• Page
****************

Thu, 23 Aug 2001

Kedungombo villagers renew protest

SEMARANG: Some 1,000 villagers residing near the Kedungombo dam in the regencies of Boyolali, Sragen and Grobogan, staged a rally on Tuesday demanding that the government pay the remaining compensation for land lost to the dam project in 1985.

The villagers, mostly farmers, thronged the front yard of the Central Java Governor's office on Jl. Pahlawan, Semarang, claiming that the development of the dam had inflicted huge losses to them.

"We have lost our land, yet the compensation process has not been completed," one of the protesters said.

Since the project started in 1985, the government has been overwhelmed with protests from local landowners.

Many had rejected compensation and a government offer to relocate them to other villages, despite the fact that the filling of the dam had begun.

The situation grew worse and received international attention at the time when a protesting villager asked (the late) priest, Y.B. Mangunwijaya, to participate as an activist.

****************

• Data lines

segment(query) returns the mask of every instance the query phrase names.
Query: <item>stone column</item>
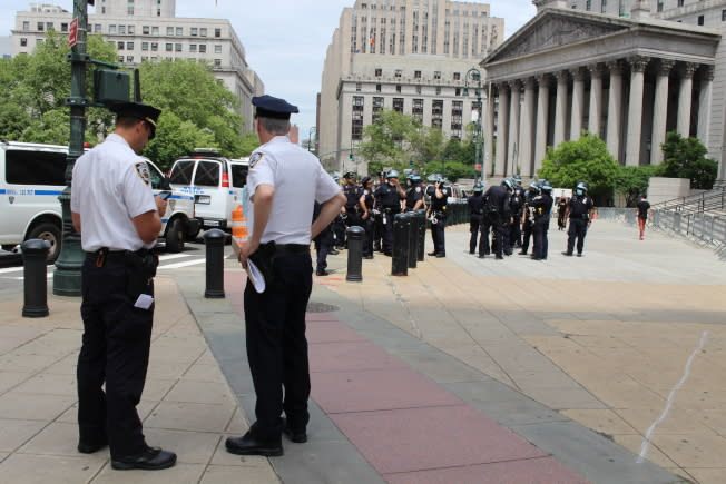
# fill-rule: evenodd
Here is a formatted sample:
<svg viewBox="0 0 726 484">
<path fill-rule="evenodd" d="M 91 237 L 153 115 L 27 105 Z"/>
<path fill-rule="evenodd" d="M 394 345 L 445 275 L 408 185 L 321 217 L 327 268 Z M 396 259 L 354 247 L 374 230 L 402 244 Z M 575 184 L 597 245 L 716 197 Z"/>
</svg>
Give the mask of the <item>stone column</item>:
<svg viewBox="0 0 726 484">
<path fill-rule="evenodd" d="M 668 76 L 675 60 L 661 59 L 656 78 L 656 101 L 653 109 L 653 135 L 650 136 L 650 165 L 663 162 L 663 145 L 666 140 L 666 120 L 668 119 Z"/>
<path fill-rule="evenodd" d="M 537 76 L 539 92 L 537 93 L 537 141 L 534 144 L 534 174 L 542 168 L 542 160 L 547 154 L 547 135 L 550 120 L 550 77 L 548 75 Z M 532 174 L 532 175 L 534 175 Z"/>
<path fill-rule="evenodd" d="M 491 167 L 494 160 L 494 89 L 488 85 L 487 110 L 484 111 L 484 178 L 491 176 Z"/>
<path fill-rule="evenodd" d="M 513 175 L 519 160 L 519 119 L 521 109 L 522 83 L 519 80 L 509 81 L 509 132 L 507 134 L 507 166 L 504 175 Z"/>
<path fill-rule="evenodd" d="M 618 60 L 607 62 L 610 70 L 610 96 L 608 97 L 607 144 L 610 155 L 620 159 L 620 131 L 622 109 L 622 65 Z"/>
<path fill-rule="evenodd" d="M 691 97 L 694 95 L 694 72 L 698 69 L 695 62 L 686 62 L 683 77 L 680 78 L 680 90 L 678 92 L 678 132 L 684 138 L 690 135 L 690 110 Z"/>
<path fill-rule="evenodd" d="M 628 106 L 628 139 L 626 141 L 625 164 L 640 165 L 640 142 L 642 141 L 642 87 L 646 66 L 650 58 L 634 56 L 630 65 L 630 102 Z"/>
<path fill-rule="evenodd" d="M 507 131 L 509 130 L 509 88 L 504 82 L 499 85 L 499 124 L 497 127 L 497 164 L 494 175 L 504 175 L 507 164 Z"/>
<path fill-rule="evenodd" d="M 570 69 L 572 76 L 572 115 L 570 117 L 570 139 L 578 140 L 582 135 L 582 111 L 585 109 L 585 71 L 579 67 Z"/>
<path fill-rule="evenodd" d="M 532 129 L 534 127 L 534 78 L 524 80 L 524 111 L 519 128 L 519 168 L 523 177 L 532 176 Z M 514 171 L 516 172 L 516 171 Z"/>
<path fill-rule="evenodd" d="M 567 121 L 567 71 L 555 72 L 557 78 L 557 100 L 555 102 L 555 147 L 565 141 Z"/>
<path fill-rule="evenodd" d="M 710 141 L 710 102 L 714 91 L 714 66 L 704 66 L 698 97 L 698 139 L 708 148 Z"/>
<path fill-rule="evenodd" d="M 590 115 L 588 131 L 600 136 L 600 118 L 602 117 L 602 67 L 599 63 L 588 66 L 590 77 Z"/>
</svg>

****************

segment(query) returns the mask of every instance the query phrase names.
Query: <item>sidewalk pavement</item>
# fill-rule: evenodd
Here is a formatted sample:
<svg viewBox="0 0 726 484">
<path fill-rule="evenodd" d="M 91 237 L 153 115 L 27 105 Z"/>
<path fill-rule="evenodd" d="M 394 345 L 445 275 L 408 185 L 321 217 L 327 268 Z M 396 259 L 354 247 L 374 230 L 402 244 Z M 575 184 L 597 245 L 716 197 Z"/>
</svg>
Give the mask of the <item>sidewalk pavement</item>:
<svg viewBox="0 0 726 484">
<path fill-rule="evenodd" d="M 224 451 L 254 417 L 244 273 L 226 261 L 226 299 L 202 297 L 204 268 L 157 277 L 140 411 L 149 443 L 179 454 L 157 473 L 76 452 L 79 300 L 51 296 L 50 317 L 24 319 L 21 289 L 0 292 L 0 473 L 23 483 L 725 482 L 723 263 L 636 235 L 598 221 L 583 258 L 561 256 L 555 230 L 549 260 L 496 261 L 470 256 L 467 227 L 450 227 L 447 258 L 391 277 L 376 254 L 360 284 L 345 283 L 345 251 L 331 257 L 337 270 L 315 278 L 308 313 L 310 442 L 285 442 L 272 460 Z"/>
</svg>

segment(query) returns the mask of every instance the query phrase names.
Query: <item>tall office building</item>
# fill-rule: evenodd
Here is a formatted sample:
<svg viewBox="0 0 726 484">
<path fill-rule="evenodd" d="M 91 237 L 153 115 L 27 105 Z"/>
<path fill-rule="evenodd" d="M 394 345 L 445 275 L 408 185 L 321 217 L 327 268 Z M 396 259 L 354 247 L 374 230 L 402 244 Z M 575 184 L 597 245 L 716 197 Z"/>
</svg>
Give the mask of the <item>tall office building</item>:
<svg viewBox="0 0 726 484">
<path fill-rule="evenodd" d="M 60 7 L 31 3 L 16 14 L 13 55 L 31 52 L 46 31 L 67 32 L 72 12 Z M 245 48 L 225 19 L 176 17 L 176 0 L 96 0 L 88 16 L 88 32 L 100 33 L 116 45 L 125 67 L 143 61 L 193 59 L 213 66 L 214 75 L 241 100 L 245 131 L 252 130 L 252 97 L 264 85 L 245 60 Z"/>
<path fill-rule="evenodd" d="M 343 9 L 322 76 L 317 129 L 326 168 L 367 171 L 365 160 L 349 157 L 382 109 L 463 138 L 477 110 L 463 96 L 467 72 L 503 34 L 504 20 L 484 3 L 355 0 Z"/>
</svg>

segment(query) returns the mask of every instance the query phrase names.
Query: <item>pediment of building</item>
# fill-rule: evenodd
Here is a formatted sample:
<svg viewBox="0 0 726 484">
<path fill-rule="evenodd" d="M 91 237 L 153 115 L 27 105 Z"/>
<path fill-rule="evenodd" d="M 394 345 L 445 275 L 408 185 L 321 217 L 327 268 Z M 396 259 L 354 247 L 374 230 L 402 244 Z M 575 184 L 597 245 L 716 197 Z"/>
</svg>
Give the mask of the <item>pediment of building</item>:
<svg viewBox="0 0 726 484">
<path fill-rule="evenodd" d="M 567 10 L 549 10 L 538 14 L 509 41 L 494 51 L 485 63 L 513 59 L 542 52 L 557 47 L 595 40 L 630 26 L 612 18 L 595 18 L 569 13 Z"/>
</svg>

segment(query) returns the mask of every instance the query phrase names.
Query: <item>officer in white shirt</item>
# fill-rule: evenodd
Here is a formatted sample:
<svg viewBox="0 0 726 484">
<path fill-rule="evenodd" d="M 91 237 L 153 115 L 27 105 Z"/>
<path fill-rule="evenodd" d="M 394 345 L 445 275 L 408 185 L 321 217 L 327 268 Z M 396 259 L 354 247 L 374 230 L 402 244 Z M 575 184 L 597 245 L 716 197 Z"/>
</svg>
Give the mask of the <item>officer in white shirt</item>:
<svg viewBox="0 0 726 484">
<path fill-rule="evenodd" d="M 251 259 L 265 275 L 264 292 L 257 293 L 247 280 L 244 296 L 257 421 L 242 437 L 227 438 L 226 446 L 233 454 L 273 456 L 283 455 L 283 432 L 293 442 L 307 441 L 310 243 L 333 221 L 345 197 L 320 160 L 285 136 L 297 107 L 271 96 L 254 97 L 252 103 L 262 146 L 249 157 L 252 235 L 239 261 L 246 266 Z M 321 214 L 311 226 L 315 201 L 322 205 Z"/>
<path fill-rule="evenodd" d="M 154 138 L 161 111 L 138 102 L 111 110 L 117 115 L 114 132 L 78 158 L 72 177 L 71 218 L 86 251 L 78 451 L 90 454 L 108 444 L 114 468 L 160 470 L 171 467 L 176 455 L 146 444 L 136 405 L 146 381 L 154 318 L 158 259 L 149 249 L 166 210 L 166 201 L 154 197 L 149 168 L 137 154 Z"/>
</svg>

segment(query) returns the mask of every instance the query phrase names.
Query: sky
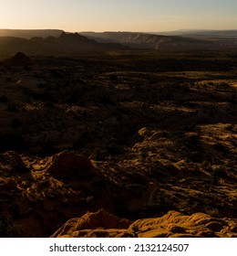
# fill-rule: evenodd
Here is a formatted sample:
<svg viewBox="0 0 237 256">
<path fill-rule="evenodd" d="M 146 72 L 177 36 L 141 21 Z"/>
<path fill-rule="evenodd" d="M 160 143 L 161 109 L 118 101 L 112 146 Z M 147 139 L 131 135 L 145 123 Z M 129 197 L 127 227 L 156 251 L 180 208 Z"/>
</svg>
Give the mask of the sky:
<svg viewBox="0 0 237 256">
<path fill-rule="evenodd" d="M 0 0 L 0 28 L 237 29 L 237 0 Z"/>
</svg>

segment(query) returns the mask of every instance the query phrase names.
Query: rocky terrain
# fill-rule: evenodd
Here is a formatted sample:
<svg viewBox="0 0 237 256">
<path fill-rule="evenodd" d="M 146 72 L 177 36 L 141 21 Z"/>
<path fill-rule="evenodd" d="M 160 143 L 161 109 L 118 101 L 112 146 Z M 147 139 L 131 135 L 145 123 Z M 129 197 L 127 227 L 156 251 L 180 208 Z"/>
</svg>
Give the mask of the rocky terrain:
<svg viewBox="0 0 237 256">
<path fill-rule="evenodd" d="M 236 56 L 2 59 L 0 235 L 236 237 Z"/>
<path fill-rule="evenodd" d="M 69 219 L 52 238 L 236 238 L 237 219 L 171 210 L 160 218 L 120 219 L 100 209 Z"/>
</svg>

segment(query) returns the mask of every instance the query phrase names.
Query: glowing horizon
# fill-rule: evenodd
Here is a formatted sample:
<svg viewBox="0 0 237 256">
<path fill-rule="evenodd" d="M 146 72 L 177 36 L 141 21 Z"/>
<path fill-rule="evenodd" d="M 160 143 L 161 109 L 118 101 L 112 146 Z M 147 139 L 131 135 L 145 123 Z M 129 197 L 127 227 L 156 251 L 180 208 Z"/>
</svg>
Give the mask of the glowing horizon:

****************

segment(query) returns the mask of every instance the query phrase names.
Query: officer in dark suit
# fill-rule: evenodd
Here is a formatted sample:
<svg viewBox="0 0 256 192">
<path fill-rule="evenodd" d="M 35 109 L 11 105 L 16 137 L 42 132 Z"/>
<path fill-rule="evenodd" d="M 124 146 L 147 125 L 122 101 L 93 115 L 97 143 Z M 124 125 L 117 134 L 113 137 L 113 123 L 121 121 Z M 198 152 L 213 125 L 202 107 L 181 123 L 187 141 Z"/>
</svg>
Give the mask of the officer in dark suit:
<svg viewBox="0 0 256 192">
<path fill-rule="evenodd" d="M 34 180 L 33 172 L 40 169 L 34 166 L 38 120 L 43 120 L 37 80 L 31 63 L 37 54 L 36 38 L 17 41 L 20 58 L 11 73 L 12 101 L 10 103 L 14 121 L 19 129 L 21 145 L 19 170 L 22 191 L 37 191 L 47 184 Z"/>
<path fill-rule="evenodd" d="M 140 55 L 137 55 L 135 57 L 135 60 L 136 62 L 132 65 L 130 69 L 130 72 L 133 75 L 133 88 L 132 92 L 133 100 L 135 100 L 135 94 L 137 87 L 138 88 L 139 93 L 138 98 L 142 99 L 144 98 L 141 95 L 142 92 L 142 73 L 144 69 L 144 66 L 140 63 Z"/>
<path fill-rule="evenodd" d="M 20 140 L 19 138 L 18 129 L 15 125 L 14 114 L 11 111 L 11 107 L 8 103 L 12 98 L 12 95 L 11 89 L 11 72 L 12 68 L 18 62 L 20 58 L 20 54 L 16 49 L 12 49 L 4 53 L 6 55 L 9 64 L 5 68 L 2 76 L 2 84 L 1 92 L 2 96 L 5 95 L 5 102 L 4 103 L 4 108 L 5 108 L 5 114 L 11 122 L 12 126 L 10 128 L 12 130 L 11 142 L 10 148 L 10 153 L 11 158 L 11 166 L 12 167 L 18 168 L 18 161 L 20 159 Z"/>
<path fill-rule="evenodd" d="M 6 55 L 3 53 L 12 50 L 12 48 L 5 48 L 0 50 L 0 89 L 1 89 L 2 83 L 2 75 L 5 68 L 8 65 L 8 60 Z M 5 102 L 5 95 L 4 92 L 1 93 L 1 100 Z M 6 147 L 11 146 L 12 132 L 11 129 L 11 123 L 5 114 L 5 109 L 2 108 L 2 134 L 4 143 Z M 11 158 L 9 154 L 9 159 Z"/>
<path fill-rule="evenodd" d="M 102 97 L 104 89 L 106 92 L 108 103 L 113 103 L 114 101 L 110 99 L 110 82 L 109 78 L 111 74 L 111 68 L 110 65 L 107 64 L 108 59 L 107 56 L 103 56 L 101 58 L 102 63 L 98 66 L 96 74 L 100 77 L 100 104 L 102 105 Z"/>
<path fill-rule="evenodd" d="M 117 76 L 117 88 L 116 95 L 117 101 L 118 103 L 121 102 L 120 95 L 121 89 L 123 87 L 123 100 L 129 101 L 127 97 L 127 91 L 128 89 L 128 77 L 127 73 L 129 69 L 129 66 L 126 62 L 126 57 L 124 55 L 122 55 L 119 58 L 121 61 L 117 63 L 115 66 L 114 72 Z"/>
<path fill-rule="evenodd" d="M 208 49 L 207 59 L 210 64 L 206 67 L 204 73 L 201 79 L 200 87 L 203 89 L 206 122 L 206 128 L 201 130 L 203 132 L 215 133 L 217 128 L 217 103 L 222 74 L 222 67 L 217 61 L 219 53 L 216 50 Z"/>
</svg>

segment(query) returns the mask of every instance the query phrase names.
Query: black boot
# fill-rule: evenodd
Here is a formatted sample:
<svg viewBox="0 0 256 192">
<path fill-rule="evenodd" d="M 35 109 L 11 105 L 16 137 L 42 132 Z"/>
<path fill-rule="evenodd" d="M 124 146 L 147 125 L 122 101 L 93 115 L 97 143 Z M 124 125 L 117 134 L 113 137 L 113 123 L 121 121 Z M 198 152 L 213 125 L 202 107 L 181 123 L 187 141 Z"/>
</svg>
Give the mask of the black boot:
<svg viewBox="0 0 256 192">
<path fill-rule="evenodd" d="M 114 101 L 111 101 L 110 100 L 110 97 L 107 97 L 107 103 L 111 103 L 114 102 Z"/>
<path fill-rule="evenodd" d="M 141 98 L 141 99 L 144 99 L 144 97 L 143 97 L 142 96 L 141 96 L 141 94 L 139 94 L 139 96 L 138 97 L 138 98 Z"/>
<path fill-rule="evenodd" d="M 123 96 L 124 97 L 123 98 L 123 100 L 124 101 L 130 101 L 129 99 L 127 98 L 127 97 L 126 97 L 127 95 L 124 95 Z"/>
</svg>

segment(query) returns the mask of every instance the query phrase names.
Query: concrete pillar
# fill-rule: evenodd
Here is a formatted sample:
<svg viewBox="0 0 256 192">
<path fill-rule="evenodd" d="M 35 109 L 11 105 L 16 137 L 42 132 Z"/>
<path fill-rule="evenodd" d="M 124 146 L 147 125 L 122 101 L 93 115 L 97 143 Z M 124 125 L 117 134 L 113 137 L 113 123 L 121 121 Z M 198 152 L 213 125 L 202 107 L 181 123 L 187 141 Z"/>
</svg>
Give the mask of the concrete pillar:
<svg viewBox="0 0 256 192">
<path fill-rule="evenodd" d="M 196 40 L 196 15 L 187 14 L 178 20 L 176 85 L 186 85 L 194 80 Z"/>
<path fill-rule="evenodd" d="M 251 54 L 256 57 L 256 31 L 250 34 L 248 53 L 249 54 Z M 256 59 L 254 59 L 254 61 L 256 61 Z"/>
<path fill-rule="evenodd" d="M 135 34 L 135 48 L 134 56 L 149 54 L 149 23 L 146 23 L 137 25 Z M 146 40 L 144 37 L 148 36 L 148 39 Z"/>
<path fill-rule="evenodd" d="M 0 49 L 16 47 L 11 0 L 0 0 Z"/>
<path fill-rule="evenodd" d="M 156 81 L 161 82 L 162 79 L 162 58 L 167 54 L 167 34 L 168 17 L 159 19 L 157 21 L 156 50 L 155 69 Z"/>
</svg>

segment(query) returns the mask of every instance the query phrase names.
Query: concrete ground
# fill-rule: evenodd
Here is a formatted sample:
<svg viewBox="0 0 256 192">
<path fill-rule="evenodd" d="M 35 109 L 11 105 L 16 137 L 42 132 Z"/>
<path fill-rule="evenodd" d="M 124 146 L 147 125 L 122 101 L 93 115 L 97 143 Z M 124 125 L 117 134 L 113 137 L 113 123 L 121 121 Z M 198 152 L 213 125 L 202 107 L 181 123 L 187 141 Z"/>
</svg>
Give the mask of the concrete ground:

****************

• Brief 1
In the article on the Kedungombo villagers' protest, how many villagers staged the rally?
• Brief 2
Name all the regencies that the Kedungombo protest article says the protesting villagers came from.
• Brief 3
Carry the Kedungombo protest article forward from its final sentence.

• Final result 1
Some 1,000 villagers.

• Final result 2
Boyolali, Sragen, Grobogan

• Final result 3
Efforts have been made by the government to calm the villagers by, among other things, providing certificates for plots of land in other villages as compensation.

The problem remains, however unresolved, and the farmers renewed their protest on Tuesday. They also demanded that the gubernatorial decrees issued in 1982, 1983, 1984, 1985, 1986 and 1987 on the establishment of the special committee to deal with the land acquisition process be revoked. "The decrees have been a disaster for Kedungombo landowners," the protesters' spokesman, Paris Rajanto, said.

None of the officials responded to the farmers' protest.

Kedungombo dam covers a total of 6,576 hectares of land through three villages. The project absorbed a total of almost US$181 million, of which $156 million was from World Bank loans. (har)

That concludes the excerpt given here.